■ Page extract

The rise of certainty and demise of humanity
PARADOXICAL as it may sound, greater level of certainty in our views and beliefs has had a detrimental effect on our level of empathy with others and our humanity in general. The first step towards any genocide and barbarism almost always starts with a firm belief in one's own views and an equally complete indubitable belief in the crassness and falseness of the opponent's view.
Aggressive self-righteousness has given us the massacre of Gazans at the hands of Israel, which obviously thinks killing thousands of 'petty' Palestinian civilians is a justified price to pay in order to dismantle Hamas. It is true many inside Israel are voicing severe criticism but they are far and in between, the vast majority are either indifferent to the plight of Palestinians or have been able to dehumanise the Palestinians and are certain that their path is the righteous path. It is worth remembering that the Holocaust was not only a tragedy because millions of Jews were murdered but because they were done so in plain sight of ordinary educated Germans; it is the latter that makes it horrific beyond belief.

■ Data section
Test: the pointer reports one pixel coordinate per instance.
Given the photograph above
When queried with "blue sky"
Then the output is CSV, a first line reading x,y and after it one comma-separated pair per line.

■ Exercise objective
Pick up the essay on certainty and humanity after its last sentence and continue it. The listing has no connection to the essay on certainty and humanity.

■ Answer space
Throughout human history the greatest bane to progress has been the unflinching illogical faith in one's own views and belief, the idea that one cannot be wrong. Richard Dawkins is probably wrong when he says religion is at the root of all evil; it is not, but dogmatism and certainty are. Unfortunately, it's not only the religiously fundamentalist like al-Qaeda and ISIS who are afflicted with this disease called 'certainty,' but a large swath of people. Ultra nationalist, staunch atheist, party loyalist, followers of certain theories (a few neoclassical economists comes in mind) are all who push us towards regress rather than progress.
It was doubt that made Copernicus question Ptolemy's astronomy and it was doubt that allowed a clerk working at the Swiss Patent Office in Bern to challenge and overthrow the mighty Newtonian mechanics. Bertrand Russell once said: “The whole problem with the world is that fools and fanatics are always so certain of themselves, and wiser people so full of doubts.” The solution is not for the wise ones to live in fool's paradise and aspire for certainty but for all us to be little more doubtful about our views, beliefs and what we think we know; in doubt we trust because doubt shall set us free!
The writer is a Graduate of King's College Cambridge.